*SOURCE DOCUMENT*.
--- START ---

This article is adapted from Sunny Stout Rostron’s new book, Business Coaching Wisdom and Practice: Unlocking the Secrets of Business Coaching (2009) which is available from Knowledge Resources (www.knowres.co.za)
Coaching in South Africa is currently a service industry. To date, COMENSA’s overriding brief has been to develop the credibility of this emerging profession, aligning national standards of professional competence to international standards. A crucial role for COMENSA is to build relationships between buyers and providers of coaching/mentoring services, building connections with professional bodies such as the Worldwide Association of Business Coaches (WABC), the European Mentoring and Coaching Council (EMCC), and the International Coach Federation (ICF).
In Coaching and Buying Coaching Services: A Guide, published by the Chartered Institute of Personnel and Development (CIPD) in the UK, Jessica Jarvis (2004:21) states that one of the CIPD’s surveys found that “four-fifths of respondents now use coaching in their organisations”, but there remains a major concern about the “number of ‘cowboy’ coaches entering the market who are inexperienced, have little training and lack the appropriate knowledge and skills”.

--- END ---

*TASK ITEM*. Extract the stretch of the coaching article above from "This article is" through "Coach Federation (ICF).", word for word.

Extracted data entries:
--- START ---

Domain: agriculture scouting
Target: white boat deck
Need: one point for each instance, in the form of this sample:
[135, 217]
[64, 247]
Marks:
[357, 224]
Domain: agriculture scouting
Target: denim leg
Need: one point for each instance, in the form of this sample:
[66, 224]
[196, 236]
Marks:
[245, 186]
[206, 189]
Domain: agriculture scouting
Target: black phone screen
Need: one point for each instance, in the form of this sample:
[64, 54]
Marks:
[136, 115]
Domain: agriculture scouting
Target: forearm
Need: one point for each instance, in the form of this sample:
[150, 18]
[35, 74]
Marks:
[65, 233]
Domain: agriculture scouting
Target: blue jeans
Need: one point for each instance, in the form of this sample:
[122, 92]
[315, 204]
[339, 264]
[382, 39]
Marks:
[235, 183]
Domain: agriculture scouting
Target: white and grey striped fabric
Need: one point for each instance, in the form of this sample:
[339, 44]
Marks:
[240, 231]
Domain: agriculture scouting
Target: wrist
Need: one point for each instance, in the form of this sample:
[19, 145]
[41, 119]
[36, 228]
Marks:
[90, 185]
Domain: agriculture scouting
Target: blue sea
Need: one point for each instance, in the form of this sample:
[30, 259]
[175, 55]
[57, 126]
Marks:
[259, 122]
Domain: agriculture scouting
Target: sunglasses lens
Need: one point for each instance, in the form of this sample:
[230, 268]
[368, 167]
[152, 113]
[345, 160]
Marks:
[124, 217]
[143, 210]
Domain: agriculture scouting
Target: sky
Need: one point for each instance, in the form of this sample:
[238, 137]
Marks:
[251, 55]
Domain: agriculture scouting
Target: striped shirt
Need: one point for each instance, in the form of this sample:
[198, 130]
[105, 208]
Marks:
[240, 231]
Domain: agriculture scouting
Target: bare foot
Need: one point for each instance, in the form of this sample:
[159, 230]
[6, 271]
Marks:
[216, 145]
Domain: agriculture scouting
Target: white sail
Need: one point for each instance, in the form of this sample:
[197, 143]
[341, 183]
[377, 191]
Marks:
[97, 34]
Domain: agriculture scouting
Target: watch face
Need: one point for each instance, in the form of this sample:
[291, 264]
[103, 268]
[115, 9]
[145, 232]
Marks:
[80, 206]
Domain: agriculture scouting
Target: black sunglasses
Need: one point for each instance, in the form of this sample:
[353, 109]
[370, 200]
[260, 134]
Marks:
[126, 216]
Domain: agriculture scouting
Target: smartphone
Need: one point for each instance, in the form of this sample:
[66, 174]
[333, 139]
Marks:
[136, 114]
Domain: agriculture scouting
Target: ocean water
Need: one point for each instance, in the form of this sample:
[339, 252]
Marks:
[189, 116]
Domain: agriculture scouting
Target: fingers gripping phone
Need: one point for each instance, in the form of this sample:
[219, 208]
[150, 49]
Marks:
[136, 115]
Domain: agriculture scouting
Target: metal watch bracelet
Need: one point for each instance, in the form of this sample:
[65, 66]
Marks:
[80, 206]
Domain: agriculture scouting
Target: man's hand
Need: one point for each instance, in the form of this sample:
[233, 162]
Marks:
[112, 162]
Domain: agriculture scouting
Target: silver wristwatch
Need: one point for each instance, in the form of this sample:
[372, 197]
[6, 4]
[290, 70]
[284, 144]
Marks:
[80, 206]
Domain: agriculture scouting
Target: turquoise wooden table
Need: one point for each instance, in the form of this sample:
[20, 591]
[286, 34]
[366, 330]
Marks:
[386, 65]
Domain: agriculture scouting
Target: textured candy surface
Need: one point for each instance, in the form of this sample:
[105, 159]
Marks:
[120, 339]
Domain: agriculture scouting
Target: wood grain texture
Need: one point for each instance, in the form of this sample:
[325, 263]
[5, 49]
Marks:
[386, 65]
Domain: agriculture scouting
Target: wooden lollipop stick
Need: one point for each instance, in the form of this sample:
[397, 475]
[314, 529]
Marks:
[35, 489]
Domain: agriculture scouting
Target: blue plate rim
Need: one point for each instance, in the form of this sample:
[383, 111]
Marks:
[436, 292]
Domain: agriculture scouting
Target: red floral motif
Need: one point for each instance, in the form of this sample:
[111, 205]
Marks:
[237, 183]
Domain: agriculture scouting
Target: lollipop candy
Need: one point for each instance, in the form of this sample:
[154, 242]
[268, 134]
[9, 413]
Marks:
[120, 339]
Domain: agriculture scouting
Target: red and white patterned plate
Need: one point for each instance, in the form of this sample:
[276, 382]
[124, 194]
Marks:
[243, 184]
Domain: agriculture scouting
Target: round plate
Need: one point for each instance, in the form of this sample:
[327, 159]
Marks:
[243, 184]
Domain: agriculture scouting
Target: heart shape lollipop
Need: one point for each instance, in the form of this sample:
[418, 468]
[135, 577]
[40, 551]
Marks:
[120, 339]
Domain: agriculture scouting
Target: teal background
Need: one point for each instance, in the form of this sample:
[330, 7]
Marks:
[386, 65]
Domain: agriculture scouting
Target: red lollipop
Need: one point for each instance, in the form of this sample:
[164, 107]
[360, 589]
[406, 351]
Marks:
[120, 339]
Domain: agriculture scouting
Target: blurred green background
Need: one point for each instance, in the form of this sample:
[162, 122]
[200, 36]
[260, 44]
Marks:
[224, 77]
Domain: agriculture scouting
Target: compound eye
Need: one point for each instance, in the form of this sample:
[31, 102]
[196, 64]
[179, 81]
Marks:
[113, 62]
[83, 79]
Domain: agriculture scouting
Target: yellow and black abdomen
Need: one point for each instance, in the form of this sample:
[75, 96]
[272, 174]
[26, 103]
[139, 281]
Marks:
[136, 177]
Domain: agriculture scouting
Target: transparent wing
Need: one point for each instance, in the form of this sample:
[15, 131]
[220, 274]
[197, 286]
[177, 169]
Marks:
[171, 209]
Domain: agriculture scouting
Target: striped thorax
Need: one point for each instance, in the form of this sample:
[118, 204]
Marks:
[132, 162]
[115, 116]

--- END ---

*RESPONSE TO THE TASK*.
This article is adapted from Sunny Stout Rostron’s new book, Business Coaching Wisdom and Practice: Unlocking the Secrets of Business Coaching (2009) which is available from Knowledge Resources (www.knowres.co.za)
Coaching in South Africa is currently a service industry. To date, COMENSA’s overriding brief has been to develop the credibility of this emerging profession, aligning national standards of professional competence to international standards. A crucial role for COMENSA is to build relationships between buyers and providers of coaching/mentoring services, building connections with professional bodies such as the Worldwide Association of Business Coaches (WABC), the European Mentoring and Coaching Council (EMCC), and the International Coach Federation (ICF).